Given exercise:
Scale the data from the line with "Here's a bet: you won't be able to pinpoint the weathered" up to and including the line with "184 99 201 111", and give all of those lines again, requests included. Multiply every bounding-box coordinate in the answers by 2.1 and round each result to a whole number, with halves rounded up.

Source material:
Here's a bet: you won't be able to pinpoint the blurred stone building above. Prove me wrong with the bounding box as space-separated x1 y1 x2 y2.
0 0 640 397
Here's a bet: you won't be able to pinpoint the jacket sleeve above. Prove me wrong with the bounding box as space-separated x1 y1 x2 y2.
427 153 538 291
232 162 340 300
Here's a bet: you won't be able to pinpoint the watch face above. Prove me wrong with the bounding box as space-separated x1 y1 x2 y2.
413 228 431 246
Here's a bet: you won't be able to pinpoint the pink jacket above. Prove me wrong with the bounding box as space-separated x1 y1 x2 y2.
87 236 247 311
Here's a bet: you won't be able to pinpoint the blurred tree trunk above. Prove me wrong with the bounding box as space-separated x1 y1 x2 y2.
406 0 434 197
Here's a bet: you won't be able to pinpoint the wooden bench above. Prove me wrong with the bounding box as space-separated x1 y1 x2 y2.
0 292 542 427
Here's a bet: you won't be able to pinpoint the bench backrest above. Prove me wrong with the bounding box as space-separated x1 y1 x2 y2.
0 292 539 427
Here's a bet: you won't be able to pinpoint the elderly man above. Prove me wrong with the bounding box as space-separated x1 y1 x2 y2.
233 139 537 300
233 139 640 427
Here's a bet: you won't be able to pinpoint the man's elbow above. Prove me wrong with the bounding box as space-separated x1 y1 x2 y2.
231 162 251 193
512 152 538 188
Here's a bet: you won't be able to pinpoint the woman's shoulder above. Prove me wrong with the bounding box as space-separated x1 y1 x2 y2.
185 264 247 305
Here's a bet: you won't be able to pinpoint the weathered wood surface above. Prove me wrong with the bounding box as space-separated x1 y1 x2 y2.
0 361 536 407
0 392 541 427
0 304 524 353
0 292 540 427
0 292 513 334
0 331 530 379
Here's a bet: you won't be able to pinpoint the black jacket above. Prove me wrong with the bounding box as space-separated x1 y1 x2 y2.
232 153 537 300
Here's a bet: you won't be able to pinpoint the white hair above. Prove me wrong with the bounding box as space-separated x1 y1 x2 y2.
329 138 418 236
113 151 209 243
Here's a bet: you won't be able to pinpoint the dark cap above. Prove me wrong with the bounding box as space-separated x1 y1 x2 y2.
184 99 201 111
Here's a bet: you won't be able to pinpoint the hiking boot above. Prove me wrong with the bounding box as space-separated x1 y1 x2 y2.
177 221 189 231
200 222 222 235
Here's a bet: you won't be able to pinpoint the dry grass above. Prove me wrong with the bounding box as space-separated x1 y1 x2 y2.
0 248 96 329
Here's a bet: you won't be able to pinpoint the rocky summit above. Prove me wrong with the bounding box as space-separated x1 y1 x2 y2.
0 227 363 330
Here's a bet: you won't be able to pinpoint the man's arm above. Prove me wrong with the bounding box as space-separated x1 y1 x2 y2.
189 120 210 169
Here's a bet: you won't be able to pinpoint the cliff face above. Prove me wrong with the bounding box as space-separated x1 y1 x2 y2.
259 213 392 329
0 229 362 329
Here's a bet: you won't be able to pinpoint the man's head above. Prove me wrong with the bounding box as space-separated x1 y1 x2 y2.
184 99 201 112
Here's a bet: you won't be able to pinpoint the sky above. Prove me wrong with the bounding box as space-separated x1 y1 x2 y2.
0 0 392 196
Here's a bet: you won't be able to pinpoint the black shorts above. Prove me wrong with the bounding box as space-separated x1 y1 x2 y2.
...
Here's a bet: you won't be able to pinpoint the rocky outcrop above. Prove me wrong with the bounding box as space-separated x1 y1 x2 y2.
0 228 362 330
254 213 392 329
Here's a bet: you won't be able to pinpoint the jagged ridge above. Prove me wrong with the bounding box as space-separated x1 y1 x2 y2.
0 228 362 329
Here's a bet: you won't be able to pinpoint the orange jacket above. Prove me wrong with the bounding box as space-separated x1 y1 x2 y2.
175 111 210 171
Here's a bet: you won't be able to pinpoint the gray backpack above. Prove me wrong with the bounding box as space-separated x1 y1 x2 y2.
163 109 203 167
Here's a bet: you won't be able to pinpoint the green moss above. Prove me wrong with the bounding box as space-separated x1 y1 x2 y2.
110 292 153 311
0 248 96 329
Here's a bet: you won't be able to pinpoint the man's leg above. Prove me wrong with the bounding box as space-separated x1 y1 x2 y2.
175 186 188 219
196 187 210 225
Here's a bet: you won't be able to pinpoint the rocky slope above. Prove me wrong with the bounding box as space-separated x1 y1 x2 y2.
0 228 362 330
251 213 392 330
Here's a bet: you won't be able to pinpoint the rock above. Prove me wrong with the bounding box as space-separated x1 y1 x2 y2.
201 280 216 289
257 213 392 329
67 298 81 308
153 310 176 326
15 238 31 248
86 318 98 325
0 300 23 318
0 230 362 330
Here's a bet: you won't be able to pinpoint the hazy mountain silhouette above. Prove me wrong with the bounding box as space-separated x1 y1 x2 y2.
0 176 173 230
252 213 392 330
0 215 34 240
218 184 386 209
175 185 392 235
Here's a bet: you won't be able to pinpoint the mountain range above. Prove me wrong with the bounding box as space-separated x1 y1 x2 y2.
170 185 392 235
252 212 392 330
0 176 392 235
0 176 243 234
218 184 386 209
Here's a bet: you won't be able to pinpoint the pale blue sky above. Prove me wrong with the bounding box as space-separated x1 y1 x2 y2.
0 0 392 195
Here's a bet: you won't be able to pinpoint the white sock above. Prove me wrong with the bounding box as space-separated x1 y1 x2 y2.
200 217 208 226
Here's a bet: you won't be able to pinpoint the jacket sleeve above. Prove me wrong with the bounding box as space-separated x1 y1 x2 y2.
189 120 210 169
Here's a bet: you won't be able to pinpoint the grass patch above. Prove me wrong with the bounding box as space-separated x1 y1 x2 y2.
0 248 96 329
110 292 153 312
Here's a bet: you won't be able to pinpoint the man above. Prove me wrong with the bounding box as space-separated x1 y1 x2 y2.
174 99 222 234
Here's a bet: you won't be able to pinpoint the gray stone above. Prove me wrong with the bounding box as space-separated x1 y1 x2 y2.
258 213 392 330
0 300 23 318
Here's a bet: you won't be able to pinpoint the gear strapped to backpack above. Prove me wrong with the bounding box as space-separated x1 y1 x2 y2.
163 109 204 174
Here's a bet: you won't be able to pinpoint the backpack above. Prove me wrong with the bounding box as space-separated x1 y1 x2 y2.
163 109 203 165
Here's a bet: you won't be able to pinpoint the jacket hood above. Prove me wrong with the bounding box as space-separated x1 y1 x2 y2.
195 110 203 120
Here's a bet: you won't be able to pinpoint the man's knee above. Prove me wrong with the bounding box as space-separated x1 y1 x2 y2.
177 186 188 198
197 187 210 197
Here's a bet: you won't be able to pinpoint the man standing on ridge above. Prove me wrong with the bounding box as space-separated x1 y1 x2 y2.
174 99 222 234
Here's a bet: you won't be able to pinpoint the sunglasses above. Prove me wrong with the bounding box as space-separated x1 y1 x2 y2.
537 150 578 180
==
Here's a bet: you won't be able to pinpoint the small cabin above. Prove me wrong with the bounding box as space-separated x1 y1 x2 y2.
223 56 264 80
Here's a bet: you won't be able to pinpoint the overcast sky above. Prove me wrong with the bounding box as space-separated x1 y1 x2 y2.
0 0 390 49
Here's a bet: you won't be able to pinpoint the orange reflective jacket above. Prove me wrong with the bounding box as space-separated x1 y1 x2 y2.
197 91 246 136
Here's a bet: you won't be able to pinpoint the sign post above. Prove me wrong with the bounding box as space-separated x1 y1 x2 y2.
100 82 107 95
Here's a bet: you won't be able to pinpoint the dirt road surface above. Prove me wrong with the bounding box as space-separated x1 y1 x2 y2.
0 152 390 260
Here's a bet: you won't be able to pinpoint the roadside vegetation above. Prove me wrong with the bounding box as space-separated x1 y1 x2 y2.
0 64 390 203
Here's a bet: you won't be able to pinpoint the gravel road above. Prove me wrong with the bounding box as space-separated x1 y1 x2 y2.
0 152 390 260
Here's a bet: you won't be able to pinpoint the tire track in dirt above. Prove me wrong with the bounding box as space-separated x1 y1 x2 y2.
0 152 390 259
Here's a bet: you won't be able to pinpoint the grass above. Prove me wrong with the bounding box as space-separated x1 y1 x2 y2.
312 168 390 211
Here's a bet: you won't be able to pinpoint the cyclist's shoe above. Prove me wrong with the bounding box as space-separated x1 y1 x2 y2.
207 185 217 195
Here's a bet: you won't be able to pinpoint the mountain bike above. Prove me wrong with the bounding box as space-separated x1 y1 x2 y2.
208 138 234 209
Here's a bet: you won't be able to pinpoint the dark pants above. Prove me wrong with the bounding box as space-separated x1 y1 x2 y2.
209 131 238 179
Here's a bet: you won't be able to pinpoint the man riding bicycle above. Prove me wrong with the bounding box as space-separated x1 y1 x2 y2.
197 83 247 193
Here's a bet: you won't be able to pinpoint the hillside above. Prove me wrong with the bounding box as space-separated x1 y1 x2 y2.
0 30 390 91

Solution below:
Here's a bet: you won't be able to pinpoint the weathered wood surface above. Prove me wrong with the bounding box as space-separated x1 y1 x2 y2.
0 758 1126 855
0 823 1136 897
0 638 1100 741
0 613 1134 897
0 613 1077 701
0 695 1113 796
Here's a bet: you won't be able to pinpoint the black jacket above. Prove me wrong with the bounding box as space-separated x1 y1 x2 y2.
487 321 1128 630
Here's a bet: you won't be able to pinpoint the white hair above. Prove me wrong with the bounding box as space-separated x1 y1 x2 y2.
691 290 878 496
237 317 439 510
Here's a bet: you won't be able to pinpoint the dark cap above. Prove me wrong with the bounding box as space-separated x1 y1 x2 y2.
386 208 422 233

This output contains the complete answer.